##### TASK INPUT #####

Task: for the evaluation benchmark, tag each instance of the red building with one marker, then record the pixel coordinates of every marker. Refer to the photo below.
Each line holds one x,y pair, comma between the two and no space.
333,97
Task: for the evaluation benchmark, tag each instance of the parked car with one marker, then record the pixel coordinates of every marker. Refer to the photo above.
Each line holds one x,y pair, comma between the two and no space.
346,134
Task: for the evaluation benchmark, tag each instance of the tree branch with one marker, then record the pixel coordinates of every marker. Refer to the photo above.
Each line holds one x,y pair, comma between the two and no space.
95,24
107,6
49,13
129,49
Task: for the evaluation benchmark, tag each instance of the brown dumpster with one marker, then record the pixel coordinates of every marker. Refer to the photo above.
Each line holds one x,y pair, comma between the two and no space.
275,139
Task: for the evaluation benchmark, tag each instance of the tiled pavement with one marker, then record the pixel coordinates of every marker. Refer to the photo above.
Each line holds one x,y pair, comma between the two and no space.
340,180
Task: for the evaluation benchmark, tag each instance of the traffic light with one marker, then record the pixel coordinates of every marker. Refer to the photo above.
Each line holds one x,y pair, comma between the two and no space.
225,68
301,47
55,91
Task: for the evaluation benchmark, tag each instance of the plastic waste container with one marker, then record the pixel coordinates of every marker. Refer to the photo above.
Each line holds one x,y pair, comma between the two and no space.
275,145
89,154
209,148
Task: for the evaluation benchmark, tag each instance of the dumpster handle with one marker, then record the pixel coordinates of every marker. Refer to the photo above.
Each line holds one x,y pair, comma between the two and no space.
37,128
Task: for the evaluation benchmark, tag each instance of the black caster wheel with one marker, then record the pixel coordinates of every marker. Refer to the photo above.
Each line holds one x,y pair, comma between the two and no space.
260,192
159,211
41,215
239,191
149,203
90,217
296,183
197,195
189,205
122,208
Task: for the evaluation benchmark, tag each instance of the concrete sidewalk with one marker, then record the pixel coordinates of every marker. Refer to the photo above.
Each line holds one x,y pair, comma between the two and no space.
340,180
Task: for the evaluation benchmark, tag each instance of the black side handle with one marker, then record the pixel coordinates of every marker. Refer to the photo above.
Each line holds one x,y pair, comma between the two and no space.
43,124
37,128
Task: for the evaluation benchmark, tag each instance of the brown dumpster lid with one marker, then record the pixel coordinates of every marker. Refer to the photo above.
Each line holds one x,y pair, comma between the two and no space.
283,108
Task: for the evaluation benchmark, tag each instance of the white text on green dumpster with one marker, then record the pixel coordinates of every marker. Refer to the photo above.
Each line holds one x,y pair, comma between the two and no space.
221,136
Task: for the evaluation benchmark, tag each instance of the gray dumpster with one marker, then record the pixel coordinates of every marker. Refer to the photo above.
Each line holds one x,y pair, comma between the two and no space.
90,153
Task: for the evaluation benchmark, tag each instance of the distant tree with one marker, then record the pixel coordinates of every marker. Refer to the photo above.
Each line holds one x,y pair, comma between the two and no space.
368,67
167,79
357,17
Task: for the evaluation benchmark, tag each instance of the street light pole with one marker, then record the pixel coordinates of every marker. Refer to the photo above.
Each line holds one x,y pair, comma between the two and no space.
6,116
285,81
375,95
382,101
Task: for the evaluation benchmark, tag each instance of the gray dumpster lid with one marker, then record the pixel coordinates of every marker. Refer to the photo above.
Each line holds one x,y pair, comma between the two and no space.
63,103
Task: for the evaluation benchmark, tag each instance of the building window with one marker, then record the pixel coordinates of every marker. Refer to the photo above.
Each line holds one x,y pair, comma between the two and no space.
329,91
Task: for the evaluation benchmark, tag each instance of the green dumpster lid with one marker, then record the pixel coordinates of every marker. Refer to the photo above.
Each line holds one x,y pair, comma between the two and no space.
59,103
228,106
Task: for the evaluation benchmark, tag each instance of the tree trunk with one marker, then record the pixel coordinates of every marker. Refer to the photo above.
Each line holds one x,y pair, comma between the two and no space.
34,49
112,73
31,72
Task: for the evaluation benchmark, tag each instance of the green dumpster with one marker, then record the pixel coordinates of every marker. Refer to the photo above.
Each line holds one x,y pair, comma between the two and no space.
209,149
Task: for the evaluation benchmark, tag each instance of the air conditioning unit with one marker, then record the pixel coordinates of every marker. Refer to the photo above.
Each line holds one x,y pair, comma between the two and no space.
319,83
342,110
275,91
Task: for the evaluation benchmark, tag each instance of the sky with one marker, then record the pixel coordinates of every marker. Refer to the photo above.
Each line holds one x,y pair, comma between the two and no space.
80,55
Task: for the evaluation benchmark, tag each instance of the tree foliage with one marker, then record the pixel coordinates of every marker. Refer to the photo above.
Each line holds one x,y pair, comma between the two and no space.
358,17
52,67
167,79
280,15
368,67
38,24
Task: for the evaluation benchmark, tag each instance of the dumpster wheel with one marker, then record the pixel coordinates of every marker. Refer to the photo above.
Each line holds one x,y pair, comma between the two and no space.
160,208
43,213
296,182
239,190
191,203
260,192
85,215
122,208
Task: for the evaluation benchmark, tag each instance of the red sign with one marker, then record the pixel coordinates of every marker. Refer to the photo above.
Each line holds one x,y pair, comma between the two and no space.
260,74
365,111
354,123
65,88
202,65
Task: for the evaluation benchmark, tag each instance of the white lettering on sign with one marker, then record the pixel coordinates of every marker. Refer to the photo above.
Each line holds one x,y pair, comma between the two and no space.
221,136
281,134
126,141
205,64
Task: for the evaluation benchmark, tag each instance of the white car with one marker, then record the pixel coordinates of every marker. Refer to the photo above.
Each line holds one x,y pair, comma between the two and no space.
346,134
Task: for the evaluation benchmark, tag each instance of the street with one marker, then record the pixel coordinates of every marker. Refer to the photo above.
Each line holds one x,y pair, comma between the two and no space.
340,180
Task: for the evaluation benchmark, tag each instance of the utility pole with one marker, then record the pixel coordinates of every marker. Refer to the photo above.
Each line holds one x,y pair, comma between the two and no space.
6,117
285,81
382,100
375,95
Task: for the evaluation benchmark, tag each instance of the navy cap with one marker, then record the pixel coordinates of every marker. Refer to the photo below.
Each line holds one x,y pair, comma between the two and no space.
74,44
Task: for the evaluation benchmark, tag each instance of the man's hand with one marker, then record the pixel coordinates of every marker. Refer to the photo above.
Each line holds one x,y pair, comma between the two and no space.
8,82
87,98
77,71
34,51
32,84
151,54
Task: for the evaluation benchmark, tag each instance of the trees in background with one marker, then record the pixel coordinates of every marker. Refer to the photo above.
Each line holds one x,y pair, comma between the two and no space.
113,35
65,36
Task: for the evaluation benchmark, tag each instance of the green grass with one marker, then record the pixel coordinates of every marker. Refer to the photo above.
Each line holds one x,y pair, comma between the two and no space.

#####

REQUIRED WORK
Go through the records above and retype each one exactly.

TASK RESPONSE
Task: for the evaluation benchmark, tag each instance of the red building with one marker, then record the pixel coordinates of every marker. Refer to the photo below.
Each line holds one x,y pair, comma between the two and no space.
333,97
Task: for the evaluation benchmark, tag each instance of the parked car with one marker, then record the pixel coordinates of every marker. Refer to the photo above.
Each line holds one x,y pair, comma between the two and no space.
346,134
Task: for the evaluation benchmark, tag each instance of the tree branch with one marker, then record the pixel coordinates of every marker. Refer to the photo above.
Each line holds one x,y pair, comma between the two and no space.
95,24
107,6
49,13
129,49
Task: for the evaluation benchmark, tag each instance of the brown dumpster with one marker, then record the pixel coordinates of every marker. Refer to the photo above.
Each line holds one x,y pair, comma between the two and no space.
275,139
Task: for the evaluation benchmark, tag each instance of the tiled pavement with one marker, then record the pixel coordinates of every marker. Refer to the photo above.
Each line holds one x,y pair, comma between the two and no space.
340,180
Task: for the evaluation benchmark, tag each instance of the traffic light with one marker, then record the pixel coordinates of every marker. Refer to the photo above.
Each line holds one x,y pair, comma between the two and no space.
225,68
301,47
55,91
Task: for the evaluation benchmark, tag each instance of the plastic waste container with one marker, then record the pixel coordinates of every marker. Refer to the photo above.
Each line holds one x,y pair, comma between the two and no space.
275,145
89,154
209,148
Task: for the evaluation benchmark, tag each instance of the dumpster handle with one marker, then record the pixel coordinates of every marker. Refer to the photo above.
Each line holds one x,y pair, comma between the two and no space.
37,128
Task: for the evaluation benchmark, tag each instance of the black caster wheel with one marker, then record the pixel coordinates of every marker. Refer to the photo above.
Each line holds one x,y pair, comma between the two and no space.
260,192
159,211
41,215
239,191
149,203
90,217
296,183
197,195
189,205
122,208
Task: for the evaluation benchmark, tag each instance of the concrete sidewalk with one marker, then record the pixel coordinates of every marker. Refer to the photo above.
Each line holds one x,y pair, comma between the two and no space.
340,180
Task: for the evaluation benchmark, tag each instance of the black side handle with one marker, then record the pixel coordinates of every marker. Refer to the photo above.
Each line holds one x,y pair, comma between the two and no space.
43,124
37,128
Task: for the evaluation benchmark, tag each instance of the brown dumpster lid with one marker, then record the pixel coordinates of every marker. Refer to the photo above.
Each line holds one x,y pair, comma between the two and no space.
283,108
Task: for the evaluation benchmark, tag each instance of the white text on green dumpster with one marker, then record the pixel coordinates of every marker. Refer to the photo above.
Each line holds one x,y pair, comma between the two and no space.
221,136
Task: for the evaluation benchmark, tag each instance of the gray dumpster with one marker, then record the pixel coordinates of every marker. Refer to the photo above.
Each line holds one x,y pair, comma between the two and no space.
90,153
Task: for the evaluation benchmark, tag each instance of the distant tree with one marker, then record the pixel coordinates of every marker. Refer to the photo above.
Each line holds one x,y pair, comma between the two and no space.
368,67
167,79
357,17
Task: for the evaluation benchmark, tag each instance of the street light pole with one marker, then record the pixel coordinates of every marker. Refer to the photo above.
Each line holds one x,y pair, comma between the two and no space.
6,116
285,81
375,95
382,101
Task: for the evaluation benchmark, tag each instance of the gray dumpster lid with one marker, then record the pixel coordinates of every marker. Refer to the photo above.
Each line holds one x,y pair, comma between the two and no space.
63,103
Task: for the evaluation benchmark, tag each instance of the building window with one marker, then record the pixel coordinates of every marker. Refer to the photo above.
Each line holds one x,y pair, comma between the two and no space.
329,91
Task: for the evaluation benchmark, tag each instance of the green dumpster lid with one marker, then record the pixel coordinates of every marker. Refer to the photo above.
Each line holds one x,y pair, comma between the two and no space.
59,103
228,106
Task: for the evaluation benchmark, tag each instance of the tree trunk with one marker, then record the pixel coordinates of every marker. Refer to the photo above.
Each line holds one x,y pair, comma between the two and no space.
34,49
112,73
31,72
Task: for the evaluation benchmark, tag each instance of the green dumpster with one marker, then record the pixel coordinates of every marker. Refer to the photo above.
Each line holds one x,y pair, comma between the two and no space.
209,149
Task: for the evaluation benchmark, tag each instance of the air conditioning unit with one marker, then record the pixel coordinates of every marker. Refer to the photo above.
Each line holds one x,y pair, comma between the two and no space.
319,83
342,110
275,91
Task: for the evaluation benchmark, tag each instance of the sky with one marker, then record the pixel coordinates of every marker. Refer to the photo above.
Each line holds one x,y pair, comma between the two and no space.
80,55
Task: for the evaluation benchmark, tag each instance of the tree foliage with one marker, then record the pixel coordinates of every marker. Refer to the photo above.
Each line holds one x,y pair, comma between the two and no space.
358,17
52,67
167,79
280,15
368,67
38,24
Task: for the evaluation benchmark, tag each instance of the dumpster wheel with one marker, then record the pixel coordinates of every marker. Refer to the photo above.
Each line holds one x,y pair, comma between the two and no space.
160,208
43,213
296,182
239,190
191,203
260,192
85,215
122,208
Task: for the evaluation benchmark, tag each instance of the red sign with one marker, then record the pixel coordinates of every marker. Refer to the photo above.
Each line holds one x,y pair, comma between the two and no space.
260,74
365,111
354,123
65,88
202,65
Task: for the evaluation benchmark, tag each instance of the white lettering on sign with one marker, then record the pixel coordinates of every marker. Refer to the photo above.
Each line holds one x,y pair, comma between the two and no space.
221,136
281,134
126,141
205,64
Task: for the evaluation benchmark, tag each instance of the white car with one marker, then record the pixel coordinates of every marker. Refer to the photo above.
Each line holds one x,y pair, comma between the two and no space.
346,134
Task: for the evaluation benchmark, tag each instance of the street with one marker, then record the pixel coordinates of every marker. Refer to the photo above.
Each line holds one x,y pair, comma between the two and no space.
340,180
Task: for the evaluation benchmark, tag each instance of the utility pole with one marker, then record the pixel coordinates of every marker. Refer to the photo above.
Each line holds one x,y pair, comma between the two and no space.
6,117
285,81
382,100
375,95
Task: for the evaluation benchmark, tag each instance of the navy cap with one marker, then record the pixel coordinates of every marker. Refer to the photo below.
Each line holds one x,y pair, comma between the two and no space.
74,44
Task: for the evaluation benchmark, tag each instance of the man's hand with one marker, then record the pixel coordinates of every marker. Refer to the photo above.
Each line holds one x,y pair, comma between the two and no space.
8,82
87,98
77,71
34,51
32,84
151,54
Task: for the evaluation benchmark, tag each instance of the trees in background with one marker, then record the pixel coordinates of every marker. Refer to the photo above.
Each line holds one x,y pair, comma between the two and no space.
113,35
65,36
Task: for the evaluation benchmark, tag each instance of the green grass with one marker, then record the pixel coordinates of every marker. Refer to the photo above.
Each line holds one x,y pair, comma between the two and no space.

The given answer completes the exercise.